• PROBLEM REQUIREMENTS
Quote, without any change, the line that contains "the balcony railing" and all lines that follow it to the end of the data below.

• GIVEN DATA
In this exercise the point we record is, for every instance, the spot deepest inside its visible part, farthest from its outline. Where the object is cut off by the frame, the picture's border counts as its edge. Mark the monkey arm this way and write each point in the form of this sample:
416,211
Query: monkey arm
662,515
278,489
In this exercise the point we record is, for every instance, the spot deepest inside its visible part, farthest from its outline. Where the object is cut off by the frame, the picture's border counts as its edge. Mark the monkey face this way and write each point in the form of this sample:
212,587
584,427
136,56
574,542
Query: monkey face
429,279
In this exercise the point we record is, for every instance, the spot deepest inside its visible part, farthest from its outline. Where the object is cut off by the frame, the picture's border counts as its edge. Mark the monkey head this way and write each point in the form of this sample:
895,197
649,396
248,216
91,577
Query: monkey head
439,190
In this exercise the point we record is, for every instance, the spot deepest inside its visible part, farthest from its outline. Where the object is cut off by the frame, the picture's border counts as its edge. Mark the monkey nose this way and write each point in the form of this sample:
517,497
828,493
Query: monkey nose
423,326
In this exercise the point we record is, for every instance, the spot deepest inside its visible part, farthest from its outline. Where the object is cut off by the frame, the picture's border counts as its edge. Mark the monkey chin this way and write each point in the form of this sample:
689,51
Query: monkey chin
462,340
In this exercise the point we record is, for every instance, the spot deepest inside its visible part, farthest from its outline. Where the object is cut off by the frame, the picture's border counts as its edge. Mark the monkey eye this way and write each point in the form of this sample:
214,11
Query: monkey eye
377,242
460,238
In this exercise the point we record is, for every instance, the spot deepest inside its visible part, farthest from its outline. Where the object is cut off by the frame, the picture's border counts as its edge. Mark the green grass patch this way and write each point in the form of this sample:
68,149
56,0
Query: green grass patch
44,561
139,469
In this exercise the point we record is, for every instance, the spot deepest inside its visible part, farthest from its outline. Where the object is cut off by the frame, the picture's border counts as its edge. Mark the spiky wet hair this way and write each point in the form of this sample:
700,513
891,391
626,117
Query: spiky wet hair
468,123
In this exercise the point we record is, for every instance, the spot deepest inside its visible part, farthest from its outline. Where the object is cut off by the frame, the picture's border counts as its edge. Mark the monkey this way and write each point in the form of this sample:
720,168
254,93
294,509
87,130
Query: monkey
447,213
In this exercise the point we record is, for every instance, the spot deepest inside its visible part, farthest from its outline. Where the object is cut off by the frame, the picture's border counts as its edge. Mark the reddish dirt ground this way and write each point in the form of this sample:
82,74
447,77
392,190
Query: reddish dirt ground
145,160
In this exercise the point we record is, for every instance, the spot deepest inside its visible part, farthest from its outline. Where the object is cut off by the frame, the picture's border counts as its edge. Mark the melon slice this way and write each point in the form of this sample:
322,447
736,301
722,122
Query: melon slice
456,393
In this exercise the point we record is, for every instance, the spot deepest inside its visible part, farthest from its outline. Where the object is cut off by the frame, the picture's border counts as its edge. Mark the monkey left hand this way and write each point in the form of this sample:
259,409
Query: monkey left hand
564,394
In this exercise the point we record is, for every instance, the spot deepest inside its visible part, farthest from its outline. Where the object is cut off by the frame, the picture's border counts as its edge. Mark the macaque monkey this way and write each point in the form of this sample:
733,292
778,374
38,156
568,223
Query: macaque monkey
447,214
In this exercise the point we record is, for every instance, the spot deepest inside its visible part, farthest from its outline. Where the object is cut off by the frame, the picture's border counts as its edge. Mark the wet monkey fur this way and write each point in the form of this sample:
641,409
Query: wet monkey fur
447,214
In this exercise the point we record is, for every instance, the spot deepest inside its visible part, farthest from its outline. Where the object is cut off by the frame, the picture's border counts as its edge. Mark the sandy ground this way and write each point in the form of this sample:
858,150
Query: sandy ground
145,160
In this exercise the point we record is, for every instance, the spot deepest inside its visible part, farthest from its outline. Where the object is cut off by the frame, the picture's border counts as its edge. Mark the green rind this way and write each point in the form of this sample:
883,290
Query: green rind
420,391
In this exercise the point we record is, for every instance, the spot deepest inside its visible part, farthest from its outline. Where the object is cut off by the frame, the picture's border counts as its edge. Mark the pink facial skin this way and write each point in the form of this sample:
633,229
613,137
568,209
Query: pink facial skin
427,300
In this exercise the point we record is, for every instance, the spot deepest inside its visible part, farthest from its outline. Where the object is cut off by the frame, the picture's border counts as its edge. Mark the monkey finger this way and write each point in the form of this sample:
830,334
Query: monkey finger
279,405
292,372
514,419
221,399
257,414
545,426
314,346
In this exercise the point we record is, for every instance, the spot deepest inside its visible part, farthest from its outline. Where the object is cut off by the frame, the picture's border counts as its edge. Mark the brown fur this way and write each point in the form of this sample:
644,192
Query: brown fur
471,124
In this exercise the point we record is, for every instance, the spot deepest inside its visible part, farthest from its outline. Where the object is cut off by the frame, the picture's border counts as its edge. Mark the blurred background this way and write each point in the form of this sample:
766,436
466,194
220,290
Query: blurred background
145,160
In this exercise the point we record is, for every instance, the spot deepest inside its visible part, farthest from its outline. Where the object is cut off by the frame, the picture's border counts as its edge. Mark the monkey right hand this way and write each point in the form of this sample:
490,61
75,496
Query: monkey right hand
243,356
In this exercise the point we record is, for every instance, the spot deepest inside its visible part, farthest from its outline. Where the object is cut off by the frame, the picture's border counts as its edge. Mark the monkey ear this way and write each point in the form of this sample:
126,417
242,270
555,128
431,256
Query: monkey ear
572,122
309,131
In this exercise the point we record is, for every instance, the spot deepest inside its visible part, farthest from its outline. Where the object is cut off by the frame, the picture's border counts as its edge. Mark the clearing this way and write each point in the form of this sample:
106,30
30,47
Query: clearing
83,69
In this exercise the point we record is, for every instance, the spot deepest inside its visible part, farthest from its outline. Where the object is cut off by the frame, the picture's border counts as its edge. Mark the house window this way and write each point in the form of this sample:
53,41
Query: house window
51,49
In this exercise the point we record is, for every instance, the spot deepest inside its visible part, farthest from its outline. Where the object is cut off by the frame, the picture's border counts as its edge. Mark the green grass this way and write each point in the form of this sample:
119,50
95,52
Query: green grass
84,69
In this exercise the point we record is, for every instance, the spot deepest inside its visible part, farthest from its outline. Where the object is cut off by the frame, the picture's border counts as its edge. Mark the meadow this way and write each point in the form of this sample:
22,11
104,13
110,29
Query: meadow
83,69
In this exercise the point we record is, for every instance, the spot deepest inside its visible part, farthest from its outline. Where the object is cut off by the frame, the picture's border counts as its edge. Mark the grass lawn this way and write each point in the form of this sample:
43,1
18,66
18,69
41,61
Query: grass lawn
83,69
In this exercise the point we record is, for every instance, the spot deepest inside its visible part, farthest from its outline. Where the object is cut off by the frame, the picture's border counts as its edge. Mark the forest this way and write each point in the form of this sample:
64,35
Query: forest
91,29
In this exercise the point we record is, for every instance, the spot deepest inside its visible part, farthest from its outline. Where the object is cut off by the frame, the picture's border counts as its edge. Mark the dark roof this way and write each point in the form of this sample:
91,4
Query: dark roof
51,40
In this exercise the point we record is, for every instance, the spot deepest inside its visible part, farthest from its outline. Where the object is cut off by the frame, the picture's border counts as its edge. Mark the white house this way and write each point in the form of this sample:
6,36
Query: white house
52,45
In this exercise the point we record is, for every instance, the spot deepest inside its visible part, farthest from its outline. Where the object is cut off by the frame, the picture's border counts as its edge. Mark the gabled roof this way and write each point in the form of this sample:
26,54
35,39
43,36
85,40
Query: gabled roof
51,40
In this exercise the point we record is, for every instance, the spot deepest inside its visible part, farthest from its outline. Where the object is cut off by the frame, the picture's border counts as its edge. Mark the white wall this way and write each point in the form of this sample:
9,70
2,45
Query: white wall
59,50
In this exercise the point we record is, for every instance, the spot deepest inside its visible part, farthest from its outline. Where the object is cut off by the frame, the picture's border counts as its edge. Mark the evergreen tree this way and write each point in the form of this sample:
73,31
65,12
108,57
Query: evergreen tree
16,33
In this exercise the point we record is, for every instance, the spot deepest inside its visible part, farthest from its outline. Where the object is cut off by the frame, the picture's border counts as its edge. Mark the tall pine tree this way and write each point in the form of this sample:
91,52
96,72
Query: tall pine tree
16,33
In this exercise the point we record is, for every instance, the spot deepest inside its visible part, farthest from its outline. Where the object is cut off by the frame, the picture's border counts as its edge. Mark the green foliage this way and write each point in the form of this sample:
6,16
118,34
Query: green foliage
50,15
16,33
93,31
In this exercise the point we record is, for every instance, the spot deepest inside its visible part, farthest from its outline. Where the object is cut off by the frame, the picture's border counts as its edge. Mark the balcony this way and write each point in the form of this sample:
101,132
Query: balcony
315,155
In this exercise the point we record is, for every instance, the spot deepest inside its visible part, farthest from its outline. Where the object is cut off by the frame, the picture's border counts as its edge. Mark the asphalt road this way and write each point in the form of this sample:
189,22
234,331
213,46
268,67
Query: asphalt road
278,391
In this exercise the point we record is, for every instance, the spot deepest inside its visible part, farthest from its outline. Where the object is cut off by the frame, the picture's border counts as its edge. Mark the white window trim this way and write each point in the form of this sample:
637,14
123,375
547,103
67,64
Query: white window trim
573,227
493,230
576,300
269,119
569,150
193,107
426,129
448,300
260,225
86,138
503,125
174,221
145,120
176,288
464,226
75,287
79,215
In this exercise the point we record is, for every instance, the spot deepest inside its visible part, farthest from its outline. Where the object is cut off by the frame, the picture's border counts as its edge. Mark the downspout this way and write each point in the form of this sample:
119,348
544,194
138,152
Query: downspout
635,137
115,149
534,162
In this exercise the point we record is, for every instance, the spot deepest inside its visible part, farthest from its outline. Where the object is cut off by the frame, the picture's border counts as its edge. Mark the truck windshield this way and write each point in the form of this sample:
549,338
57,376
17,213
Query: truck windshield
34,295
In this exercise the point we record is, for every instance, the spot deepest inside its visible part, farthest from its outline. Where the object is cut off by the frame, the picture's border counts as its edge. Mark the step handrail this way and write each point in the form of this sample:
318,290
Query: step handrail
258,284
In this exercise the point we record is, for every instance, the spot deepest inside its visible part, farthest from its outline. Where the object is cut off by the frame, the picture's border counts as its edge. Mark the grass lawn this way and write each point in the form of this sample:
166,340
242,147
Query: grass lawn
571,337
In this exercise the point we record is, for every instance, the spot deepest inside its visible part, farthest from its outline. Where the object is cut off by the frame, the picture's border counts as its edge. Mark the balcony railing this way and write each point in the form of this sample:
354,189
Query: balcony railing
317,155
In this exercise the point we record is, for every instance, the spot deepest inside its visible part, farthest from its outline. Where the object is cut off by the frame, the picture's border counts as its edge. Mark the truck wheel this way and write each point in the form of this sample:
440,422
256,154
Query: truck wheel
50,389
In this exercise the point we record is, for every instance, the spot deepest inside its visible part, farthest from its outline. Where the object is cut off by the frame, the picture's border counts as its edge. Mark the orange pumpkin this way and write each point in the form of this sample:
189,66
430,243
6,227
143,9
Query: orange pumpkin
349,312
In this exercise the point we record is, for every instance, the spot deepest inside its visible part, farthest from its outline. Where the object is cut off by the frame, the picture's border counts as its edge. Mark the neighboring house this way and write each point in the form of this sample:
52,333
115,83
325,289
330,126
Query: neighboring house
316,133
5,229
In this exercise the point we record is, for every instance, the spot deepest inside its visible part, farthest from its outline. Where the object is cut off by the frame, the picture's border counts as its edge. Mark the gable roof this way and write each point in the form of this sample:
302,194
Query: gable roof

• RESULT FOR THIS EXERCISE
In this exercise the point we record is, for every instance, the spot deepest inside its visible part, farthest from its outline. Where the object is cut off by the frame, the picture's border counts as its edge. Mark the balcony railing this way and write each point in the form of this sample:
354,189
Query: balcony railing
317,155
In this exercise the point we record is, for every instance, the spot deepest inside its visible part, farthest from its outline. Where the object is cut off by the frame, the picture's border counts as its edge. Mark the truck wheel this way and write each point in the form of this sample:
440,422
256,154
Query: truck wheel
50,389
In this exercise the point we record is, for every instance, the spot deepest inside its visible part, farthest from its outline. Where the object is cut off by the frame, the picture's border counts as its edge. Mark the orange pumpkin this way and write each point in the form of this sample:
189,66
430,243
6,227
143,9
Query: orange pumpkin
349,312
In this exercise the point we record is, for every instance, the spot deepest inside its visible part, farthest from its outline. Where the object is cut off by the frame, the picture's border counts as its edge. Mark the neighboring house this way and write each point in the form of this sample:
52,333
115,83
325,289
330,126
Query: neighboring house
316,133
5,229
In this exercise the point we record is, for every instance, the spot deepest inside its visible part, farthest from its outline. Where the object is cut off by the frame, the picture's border counts as its edge. Mark the gable roof this way and write each point in the form of this sample:
302,194
Query: gable roof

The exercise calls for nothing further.